Record set>
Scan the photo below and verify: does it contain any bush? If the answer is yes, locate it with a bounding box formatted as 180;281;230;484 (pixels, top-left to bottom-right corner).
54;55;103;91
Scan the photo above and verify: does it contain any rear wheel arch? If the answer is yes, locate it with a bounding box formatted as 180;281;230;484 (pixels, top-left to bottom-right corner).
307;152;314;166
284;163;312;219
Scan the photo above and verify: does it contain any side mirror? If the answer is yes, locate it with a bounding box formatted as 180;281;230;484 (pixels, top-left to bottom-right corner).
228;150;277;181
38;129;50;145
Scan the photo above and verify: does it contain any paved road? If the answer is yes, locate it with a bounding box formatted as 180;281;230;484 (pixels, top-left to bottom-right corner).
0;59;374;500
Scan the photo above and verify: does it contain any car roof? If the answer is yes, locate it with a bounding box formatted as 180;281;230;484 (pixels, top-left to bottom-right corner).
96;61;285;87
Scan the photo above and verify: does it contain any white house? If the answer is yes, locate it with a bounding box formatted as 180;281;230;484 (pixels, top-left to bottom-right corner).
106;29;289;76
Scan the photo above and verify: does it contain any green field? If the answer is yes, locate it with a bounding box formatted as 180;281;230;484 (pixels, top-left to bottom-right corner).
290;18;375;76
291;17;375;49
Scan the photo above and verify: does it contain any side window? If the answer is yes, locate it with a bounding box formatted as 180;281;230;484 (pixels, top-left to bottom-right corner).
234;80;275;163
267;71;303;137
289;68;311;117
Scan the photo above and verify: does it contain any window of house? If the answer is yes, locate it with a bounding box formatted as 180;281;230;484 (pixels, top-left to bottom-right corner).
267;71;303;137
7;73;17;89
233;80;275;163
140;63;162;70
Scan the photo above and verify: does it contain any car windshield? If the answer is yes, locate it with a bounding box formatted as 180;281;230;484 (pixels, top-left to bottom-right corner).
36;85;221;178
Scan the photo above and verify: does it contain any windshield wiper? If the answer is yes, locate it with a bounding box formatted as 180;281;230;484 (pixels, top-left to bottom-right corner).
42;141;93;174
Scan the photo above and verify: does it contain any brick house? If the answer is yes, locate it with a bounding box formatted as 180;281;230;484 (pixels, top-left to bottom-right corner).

Task objective> Beginning at the line with "Scan the photo above and verify: does it contain any white", write out each line exactly as it stands until the listing ends, and add nothing.

Response box>
Scan the photo above and verify: does it contain any white house? If the answer is yes, locate it with a bounding box formatted as 180;281;230;484 (pixels, top-left to bottom-right corner).
106;29;289;76
Scan the photo above and verify: does it contain any green field? If the answer is yes, locate it with a bounding box formatted as 180;281;230;484 (pixels, top-left to bottom-right corner).
290;18;375;76
291;17;375;49
Scan the photo above and verify: does it contain any side window? If the answer is yes, locate it with a bounding box formatted as 180;281;230;484 (pixels, top-left to bottom-right corner).
234;80;275;163
267;71;303;137
289;68;311;117
Scan the photo above and verify: does it contain any window of house? If the answer is yes, locate it with a bounding box formatted as 180;281;230;484 (pixels, top-left to bottom-right corner).
267;71;303;137
7;73;17;89
233;80;275;163
140;63;162;70
Scan the photo above and verify: does it contain any car windshield? If the answer is yes, locate it with a bounding box formatted as 180;281;230;484 (pixels, top-left to bottom-right corner).
36;85;221;178
Scan the photo above and verify: does it contain any windshield wiper? If the answer is yes, locate it with a bounding box formatted as 180;281;230;484 (pixels, top-left to bottom-right corner).
42;141;93;174
Scan the photo above and verify: does it contain any brick house? If the answer is yes, locate it with a bounding box formatted as 180;281;230;484 (pixels, top-left to bottom-right corner).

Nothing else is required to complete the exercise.